TO DO
Could you transcribe the lines below word for word, leaving the pictures out of your answer?

RECORDS SHOWN
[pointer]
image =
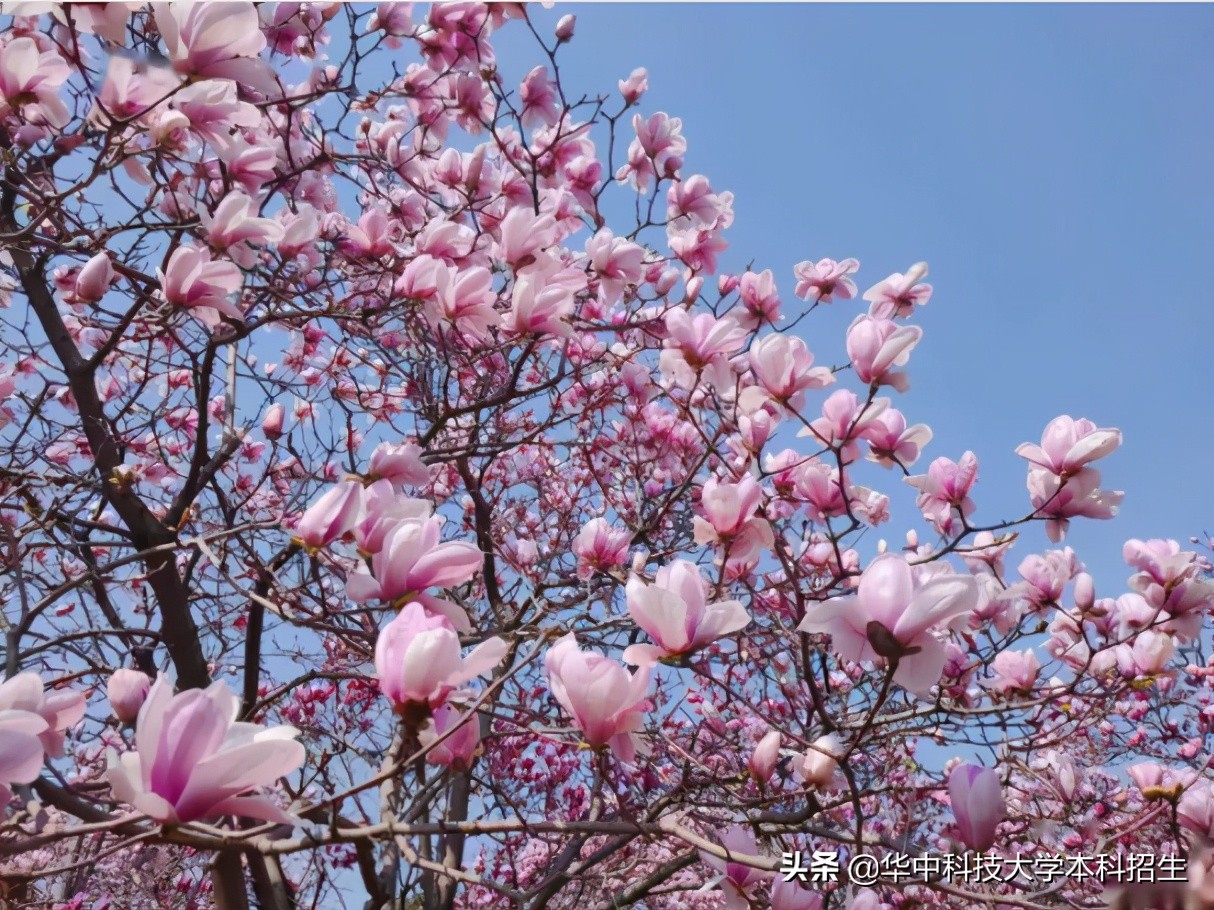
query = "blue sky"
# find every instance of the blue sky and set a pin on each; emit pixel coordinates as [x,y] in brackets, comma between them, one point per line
[1055,166]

ANSWER TO THE TASK
[pointer]
image =
query = "blue sky"
# find every instance of the blue sky and set a pin on each; emit pixel coordinates as [x,y] in brackets, comma between them, one point per line
[1055,166]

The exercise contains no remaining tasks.